Arrivati alla stazione di Napoli, ci dirigemmo verso Porta Nolana, attraversandola. La mamma volle entrare in una chiesa lungo la strada, mi disse che lei si fermava spesso a pregare in quel luogo, quando si recava al suo lavoro, situato qualche centinaio di metri più avanti, lungo il Corso Umberto I.

La chiesa di Santa Maria Egiziaca a Forcella era situata a ridosso del popolare quartiere Forcella, affacciata sul Rettifilo (Corso Umberto I). Entrammo in quella chiesa, mi sembrò subito molto più grande di quanto dava da dimostrare esternamente. Ci sedemmo in una delle prime panche, dopo aver inserito qualche spicciolo nell’offertorio sotto il quadro della Madonna, a cui mia mamma volle raccomandare il suo figliolo ammalato e quello che aveva in grembo, tendendomi la mano aperta sulla testa.

Uscimmo dalla chiesa per incamminarci verso il vicinissimo ospedale, lasciammo la famosa piazzetta del Cippo a Forcella a sinistra ed arrivammo davanti all’ingresso del nosocomio, situato di fronte ad una grande fontana che mi intimorì non poco.

Fontana della Scompigliata

Era la cosiddetta fontana della “Scompigliata” (chiamata poi dai napoletani “della scapellata”), formata da una grossa vasca di marmo con al centro una colonna terminante con una grossa testa di donna, bruttissima, con le orecchie grandi ed una bocca larghissima da dove fuoriusciva il getto d’acqua. Mi portai immediatamente la mano alla bocca pensando al mio grosso problema alla gola ed al sangue che ne sarebbe dovuto sgorgare, alla stessa velocità e quantità del liquido che emetteva la sua boccaccia.

> [Dati tratti da una raccolta]
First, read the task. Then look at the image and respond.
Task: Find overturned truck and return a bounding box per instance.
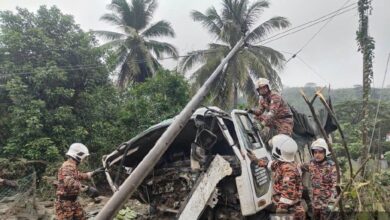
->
[103,107,334,219]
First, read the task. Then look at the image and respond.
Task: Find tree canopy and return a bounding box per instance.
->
[179,0,290,108]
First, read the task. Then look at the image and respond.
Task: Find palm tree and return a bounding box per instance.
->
[95,0,178,88]
[179,0,290,108]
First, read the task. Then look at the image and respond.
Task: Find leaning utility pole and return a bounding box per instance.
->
[95,35,248,220]
[356,0,375,175]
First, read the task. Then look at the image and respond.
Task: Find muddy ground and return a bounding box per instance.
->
[0,196,148,220]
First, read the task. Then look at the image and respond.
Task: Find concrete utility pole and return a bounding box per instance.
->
[95,35,248,220]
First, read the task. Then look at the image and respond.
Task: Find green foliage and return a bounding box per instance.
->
[179,0,290,109]
[95,0,178,88]
[114,207,137,220]
[121,70,189,137]
[0,6,121,165]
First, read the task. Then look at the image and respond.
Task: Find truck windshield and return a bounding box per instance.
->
[236,113,263,150]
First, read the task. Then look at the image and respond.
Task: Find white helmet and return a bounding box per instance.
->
[255,78,271,90]
[271,134,298,162]
[66,143,89,163]
[310,138,330,156]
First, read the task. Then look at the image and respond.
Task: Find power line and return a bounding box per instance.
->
[297,55,330,84]
[278,0,357,63]
[259,6,357,45]
[0,0,357,77]
[257,2,356,43]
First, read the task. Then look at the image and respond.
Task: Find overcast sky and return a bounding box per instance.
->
[0,0,390,88]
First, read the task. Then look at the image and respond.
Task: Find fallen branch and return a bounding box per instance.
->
[301,88,345,219]
[327,156,371,220]
[316,91,353,178]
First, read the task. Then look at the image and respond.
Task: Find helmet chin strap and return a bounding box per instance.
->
[68,156,81,165]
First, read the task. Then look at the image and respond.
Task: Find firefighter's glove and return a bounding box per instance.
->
[85,186,99,199]
[3,180,18,188]
[257,159,268,167]
[247,151,259,164]
[245,109,255,114]
[80,185,89,192]
[275,207,288,214]
[91,167,105,176]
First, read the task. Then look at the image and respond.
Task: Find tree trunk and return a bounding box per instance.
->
[233,83,238,109]
[356,0,375,175]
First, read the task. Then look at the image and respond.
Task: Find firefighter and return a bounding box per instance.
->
[248,134,306,219]
[55,143,94,220]
[301,138,337,220]
[0,178,18,188]
[248,78,294,136]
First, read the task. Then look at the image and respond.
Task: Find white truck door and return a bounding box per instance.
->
[231,110,272,216]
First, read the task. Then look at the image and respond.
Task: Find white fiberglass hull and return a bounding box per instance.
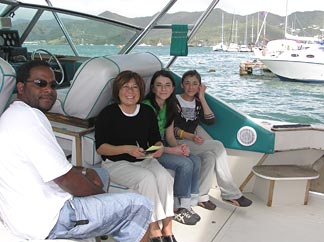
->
[260,48,324,82]
[261,58,324,83]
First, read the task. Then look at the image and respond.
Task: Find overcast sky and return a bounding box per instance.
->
[22,0,324,17]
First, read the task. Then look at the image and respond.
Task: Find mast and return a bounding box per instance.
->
[222,12,224,43]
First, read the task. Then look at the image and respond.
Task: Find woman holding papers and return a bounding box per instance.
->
[95,71,176,242]
[143,70,201,225]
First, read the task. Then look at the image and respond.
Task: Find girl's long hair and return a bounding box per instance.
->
[145,70,177,128]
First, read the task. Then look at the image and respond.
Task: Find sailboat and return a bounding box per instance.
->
[213,13,227,51]
[240,16,251,52]
[226,14,240,52]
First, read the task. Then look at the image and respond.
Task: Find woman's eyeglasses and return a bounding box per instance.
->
[25,79,58,89]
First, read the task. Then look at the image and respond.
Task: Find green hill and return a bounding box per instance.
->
[15,9,324,46]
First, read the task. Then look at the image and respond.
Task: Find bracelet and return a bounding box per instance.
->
[82,167,87,175]
[179,129,184,139]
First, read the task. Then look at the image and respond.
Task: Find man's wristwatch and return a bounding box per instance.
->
[82,167,87,175]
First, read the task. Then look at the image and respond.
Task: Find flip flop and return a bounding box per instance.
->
[223,196,252,207]
[198,200,216,210]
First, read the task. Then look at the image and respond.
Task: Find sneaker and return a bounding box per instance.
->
[189,208,200,222]
[173,208,198,225]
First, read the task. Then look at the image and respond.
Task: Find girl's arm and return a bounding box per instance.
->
[164,122,190,156]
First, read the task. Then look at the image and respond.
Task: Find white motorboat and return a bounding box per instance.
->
[0,0,324,242]
[260,45,324,83]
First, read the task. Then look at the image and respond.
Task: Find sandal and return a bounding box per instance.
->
[198,200,216,210]
[223,196,252,207]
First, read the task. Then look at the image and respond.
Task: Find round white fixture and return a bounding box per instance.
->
[237,126,257,146]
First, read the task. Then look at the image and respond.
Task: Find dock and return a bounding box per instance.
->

> [Compiti ed esercizi]
1. Nel brano sul percorso verso l'ospedale di Napoli, su quale strada si affacciava la chiesa di Santa Maria Egiziaca a Forcella?
2. Prosegua il brano sul percorso verso l'ospedale di Napoli, riprendendo subito dopo l'ultima frase riportata.
I dati non sono necessari per lo svolgimento dei compiti.

> [Risultati per compito]
1. Sul Rettifilo, cioè il Corso Umberto I.

2.
La vecchia struttura ospedaliera era proprio di fronte, alla fontana, con i muri ammalorati e quasi senza intonaco.

L’ospedale Ascalesi, si trovava in quell'antico complesso da circa una cinquantina di anni, aveva preso il posto di un monastero. Costruito nel trecento dalla regina Sancha d’Aragona, moglie di Roberto D’Angiò, per ospitare le prostitute pentite. Il complesso, comprendente la chiesa, fu dedicato a Santa Maria Egizica, la santa vissuta da eremita in Egitto, dopo una vita fatta di elemosina e prostituzione.

Delle fasi concitate del ricovero non ricordo granché, solo carezze sulla testa dei vari addetti in camice bianco a compassione del mio fisico fortemente debilitato. Ricordo bene che tutti mi presero in giro quando mia mamma mi spogliò per mettermi il pigiama. 

Trovarono il mio povero fisico fortemente dimagrito ed in contrasto con la pancia voluminosa, tanto da accostarmi ad un bambino del Biafra. 

Molto indispettito, giurai di rifarmi presto del mio fisico, mantenendo però intatto il volume della mia pancia. Devo dire, al cospetto di tanti anni, di aver mantenuto la promessa.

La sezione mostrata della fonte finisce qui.